═════ Text extract ═════

When tools break the kernel

| categories: fedora

The kernel is really self-contained. This makes it great for trying experiments and breaking things. It also means that most bugs are also going to be self-contained. I say most because the kernel still has dependencies on other core system packages and when those change, the kernel can break as well.

All the low level packages on your system are usually so well maintained you don't even realize they are present1. binutils provides tools for working with binary files. The assembler will get updates for features such as instruction set updates. Changes like these can break the kernel unexpectedly though. glibc is another popular package for updates which break the kernel. The word 'break' here does not mean the changes from glibc/binutils were incorrect. The kernel makes a lot of assumptions about what's provided by external packages and things are bound to get out of sync occasionally. This is a big part of the purpose of rawhide: to find dependency problems and get them fixed as soon as possible.

Updates to the compiler can be more ambiguous about whether or not a change is a regression. Compiler optimizations are designed to improve code but may also change the behavior in unexpected ways. A good example of this is some recent optimizations related to constants. For those who haven't studied compilers, constant folding involves identifying expressions that can be evaluated to a constant at compile time. gcc provides a builtin function __builtin_constant_p to let code behave differently depending on if an expression can be evaluated to a constant at compile time. This sounds fairly simple for cases such as __builtin_constant_p(0x1234) but it turns out to be more complex for actual code when combined with more complex compiler analysis. The end result is that a new compiler optimization broke some assumptions about how the kernel was using __builtin_constant_p. One of the risks of using compiler builtin functions is that the behavior is defined but only to some degree. Developers may argue that a compiler is doing something incorrect but it turns out to be easier just to fix the kernel.

═════ Supplied entries ═════

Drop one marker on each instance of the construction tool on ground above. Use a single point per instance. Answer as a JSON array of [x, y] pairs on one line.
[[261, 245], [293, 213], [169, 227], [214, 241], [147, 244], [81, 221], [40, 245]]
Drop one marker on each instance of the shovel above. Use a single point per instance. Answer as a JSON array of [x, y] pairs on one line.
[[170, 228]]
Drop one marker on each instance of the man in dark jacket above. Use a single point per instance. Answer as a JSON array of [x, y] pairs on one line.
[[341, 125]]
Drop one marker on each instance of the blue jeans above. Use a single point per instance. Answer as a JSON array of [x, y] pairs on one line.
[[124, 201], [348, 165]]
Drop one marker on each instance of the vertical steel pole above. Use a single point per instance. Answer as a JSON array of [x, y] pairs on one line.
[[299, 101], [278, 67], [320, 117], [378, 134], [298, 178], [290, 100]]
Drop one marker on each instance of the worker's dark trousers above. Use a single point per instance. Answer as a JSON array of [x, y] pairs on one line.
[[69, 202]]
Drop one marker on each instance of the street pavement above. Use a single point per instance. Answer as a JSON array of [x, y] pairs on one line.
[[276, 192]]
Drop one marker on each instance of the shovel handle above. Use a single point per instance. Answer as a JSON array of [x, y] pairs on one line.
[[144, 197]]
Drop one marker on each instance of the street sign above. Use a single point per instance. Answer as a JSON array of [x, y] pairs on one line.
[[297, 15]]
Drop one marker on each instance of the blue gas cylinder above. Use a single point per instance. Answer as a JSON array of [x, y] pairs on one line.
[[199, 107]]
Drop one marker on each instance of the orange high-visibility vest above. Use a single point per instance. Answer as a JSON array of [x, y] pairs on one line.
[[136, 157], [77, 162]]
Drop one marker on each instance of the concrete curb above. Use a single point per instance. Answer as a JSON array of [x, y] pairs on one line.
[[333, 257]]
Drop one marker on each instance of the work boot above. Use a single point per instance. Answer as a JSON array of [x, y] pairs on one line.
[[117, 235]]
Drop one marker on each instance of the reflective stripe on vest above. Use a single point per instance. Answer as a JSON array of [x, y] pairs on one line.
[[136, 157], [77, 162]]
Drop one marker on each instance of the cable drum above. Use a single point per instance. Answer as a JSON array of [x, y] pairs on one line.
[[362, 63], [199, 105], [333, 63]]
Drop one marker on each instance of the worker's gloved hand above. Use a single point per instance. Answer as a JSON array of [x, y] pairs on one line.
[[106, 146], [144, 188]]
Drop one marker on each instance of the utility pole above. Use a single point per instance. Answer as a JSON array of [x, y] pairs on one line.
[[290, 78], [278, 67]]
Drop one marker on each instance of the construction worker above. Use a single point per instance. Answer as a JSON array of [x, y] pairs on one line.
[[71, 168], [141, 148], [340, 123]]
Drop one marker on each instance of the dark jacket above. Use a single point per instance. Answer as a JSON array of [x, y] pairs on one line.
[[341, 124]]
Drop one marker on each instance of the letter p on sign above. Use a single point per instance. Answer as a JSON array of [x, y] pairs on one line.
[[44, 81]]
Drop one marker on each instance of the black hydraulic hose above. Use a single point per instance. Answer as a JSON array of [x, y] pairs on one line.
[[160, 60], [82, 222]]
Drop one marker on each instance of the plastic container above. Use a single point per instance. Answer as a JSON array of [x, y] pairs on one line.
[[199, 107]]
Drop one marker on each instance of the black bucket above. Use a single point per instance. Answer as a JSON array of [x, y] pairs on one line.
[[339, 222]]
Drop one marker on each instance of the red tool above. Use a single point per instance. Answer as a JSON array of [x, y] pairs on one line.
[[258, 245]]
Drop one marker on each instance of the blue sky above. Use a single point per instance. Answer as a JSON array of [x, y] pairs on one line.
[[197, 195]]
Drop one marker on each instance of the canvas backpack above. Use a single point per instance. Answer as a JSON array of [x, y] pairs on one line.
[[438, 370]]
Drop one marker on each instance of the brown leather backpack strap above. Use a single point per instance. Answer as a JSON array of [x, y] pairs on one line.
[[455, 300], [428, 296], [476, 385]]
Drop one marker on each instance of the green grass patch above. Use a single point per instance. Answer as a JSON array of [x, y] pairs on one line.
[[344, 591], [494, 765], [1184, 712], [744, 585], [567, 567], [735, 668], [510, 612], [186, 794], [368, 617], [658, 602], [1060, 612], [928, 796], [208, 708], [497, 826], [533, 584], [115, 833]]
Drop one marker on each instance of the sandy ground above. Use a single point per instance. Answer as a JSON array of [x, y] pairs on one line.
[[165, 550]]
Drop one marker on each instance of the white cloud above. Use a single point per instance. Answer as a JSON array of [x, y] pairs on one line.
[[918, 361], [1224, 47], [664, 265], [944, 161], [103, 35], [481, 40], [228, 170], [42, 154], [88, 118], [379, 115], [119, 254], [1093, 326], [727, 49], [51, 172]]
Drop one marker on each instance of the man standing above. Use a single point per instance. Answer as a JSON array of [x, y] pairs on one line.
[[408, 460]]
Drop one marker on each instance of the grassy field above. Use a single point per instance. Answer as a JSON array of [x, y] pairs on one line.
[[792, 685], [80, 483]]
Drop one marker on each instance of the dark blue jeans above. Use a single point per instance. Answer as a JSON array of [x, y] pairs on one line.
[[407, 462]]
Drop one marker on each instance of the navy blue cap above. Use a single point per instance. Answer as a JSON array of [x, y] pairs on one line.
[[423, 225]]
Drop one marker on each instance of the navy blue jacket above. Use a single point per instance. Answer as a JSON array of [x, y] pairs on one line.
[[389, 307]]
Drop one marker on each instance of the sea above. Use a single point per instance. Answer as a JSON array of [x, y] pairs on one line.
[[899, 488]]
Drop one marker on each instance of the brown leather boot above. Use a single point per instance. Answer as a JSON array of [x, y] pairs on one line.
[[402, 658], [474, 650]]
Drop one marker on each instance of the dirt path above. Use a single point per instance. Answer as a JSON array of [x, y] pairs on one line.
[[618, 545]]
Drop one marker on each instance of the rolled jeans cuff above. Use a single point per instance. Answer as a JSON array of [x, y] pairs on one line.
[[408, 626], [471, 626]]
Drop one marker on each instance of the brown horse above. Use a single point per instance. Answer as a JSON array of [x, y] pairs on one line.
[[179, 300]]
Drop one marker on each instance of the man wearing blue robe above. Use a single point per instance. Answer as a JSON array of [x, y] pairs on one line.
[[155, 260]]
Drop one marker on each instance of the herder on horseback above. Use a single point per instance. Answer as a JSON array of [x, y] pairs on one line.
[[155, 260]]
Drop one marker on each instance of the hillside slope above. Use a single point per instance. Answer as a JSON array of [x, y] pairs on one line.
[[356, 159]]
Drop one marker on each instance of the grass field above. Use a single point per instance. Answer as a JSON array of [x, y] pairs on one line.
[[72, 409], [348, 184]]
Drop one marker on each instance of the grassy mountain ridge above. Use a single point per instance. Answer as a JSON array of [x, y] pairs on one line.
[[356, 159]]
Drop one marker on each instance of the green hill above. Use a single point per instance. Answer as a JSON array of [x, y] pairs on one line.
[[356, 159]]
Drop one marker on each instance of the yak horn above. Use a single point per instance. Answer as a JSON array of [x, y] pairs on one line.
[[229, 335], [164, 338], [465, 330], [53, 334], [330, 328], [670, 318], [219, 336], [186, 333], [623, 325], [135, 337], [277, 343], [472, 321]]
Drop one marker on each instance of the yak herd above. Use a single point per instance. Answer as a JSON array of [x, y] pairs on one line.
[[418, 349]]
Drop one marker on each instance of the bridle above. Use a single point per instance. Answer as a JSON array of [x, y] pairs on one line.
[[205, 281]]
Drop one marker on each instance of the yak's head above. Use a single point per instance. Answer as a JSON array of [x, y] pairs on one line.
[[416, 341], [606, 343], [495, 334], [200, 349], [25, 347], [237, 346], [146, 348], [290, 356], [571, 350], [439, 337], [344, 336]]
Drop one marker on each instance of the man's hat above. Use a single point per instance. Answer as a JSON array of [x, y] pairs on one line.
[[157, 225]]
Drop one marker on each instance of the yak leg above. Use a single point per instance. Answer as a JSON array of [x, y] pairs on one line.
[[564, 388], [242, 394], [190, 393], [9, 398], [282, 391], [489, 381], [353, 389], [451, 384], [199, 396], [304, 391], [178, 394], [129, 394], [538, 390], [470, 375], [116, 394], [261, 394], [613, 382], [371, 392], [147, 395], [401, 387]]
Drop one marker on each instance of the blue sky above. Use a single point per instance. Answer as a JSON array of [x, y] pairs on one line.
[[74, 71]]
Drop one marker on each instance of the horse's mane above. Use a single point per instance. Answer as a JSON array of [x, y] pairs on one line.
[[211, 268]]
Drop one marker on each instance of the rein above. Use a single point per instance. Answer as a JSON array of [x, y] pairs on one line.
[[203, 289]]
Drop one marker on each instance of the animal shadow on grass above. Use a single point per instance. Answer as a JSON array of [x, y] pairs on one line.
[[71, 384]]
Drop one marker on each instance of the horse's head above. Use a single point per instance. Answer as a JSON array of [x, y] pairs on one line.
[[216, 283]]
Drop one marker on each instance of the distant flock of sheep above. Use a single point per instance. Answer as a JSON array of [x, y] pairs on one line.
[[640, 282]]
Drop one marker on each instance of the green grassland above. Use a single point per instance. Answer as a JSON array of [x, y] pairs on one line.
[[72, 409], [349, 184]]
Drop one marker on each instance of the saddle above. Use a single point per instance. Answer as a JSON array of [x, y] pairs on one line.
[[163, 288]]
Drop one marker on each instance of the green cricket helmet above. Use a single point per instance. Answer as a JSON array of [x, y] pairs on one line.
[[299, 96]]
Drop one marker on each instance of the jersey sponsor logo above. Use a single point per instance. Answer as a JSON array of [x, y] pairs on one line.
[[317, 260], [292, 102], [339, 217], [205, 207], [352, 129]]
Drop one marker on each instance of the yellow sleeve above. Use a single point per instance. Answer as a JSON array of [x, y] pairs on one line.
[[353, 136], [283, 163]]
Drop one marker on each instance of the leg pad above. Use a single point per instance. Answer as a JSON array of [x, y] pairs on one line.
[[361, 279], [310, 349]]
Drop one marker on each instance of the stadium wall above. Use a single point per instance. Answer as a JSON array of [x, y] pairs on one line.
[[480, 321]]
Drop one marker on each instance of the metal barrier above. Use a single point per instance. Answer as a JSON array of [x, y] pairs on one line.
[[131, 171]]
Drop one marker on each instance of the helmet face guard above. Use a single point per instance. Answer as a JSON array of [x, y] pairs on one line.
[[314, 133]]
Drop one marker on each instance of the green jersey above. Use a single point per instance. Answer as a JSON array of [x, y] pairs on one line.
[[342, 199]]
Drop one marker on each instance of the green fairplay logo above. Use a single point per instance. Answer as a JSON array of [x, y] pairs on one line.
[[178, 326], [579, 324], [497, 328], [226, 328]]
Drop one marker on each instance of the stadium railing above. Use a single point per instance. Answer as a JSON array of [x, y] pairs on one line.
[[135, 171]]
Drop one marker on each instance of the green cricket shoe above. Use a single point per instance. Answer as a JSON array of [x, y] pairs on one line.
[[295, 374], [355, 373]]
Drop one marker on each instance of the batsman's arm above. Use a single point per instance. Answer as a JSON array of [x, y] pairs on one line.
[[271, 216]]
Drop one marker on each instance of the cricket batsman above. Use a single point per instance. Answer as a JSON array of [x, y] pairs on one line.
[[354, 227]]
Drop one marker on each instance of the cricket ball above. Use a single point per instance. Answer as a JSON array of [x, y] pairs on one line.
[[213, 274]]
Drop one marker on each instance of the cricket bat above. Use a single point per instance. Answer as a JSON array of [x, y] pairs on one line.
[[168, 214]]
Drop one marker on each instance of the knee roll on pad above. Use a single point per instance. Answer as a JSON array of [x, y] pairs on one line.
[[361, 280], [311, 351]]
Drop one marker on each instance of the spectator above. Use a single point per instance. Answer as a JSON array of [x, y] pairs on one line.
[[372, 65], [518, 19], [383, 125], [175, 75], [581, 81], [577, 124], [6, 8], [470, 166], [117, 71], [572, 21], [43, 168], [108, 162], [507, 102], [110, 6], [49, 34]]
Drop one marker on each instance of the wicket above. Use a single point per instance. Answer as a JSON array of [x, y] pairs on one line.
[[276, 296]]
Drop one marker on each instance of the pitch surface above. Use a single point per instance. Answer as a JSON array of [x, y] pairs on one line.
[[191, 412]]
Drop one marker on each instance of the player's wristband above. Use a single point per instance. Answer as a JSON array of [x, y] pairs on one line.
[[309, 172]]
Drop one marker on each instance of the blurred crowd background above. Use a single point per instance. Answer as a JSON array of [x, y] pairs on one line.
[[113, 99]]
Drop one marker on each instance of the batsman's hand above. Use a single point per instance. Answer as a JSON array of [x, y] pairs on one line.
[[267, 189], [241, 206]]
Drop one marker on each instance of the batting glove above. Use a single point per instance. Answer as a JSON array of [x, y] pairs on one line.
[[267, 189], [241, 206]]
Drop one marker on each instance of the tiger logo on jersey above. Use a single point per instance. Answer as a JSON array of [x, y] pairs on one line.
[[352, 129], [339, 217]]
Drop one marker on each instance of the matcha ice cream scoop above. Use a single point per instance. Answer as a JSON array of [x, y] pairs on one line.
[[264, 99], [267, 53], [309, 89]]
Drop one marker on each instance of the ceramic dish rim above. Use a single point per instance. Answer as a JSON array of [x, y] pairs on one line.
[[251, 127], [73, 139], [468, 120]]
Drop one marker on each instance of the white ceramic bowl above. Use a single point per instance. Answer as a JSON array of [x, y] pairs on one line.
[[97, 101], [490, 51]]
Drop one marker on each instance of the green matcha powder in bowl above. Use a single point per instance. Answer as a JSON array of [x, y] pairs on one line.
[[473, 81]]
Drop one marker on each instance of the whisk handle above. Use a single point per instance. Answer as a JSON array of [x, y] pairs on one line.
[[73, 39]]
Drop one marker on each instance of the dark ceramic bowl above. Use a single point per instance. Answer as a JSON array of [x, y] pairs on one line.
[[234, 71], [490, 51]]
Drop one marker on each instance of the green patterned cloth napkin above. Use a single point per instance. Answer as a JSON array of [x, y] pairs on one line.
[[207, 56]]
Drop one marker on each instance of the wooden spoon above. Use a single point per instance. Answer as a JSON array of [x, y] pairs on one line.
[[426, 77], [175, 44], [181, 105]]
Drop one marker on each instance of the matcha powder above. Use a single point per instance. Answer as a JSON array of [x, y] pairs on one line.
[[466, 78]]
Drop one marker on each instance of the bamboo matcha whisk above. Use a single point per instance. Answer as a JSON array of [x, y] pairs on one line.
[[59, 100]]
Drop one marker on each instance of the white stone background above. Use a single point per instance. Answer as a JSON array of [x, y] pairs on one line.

═════

▶ **Problem requirements**:
In the post about tools breaking the kernel, what does gcc's __builtin_constant_p function let code do?

▶ **Task response**:
It lets code behave differently depending on whether an expression can be evaluated to a constant at compile time.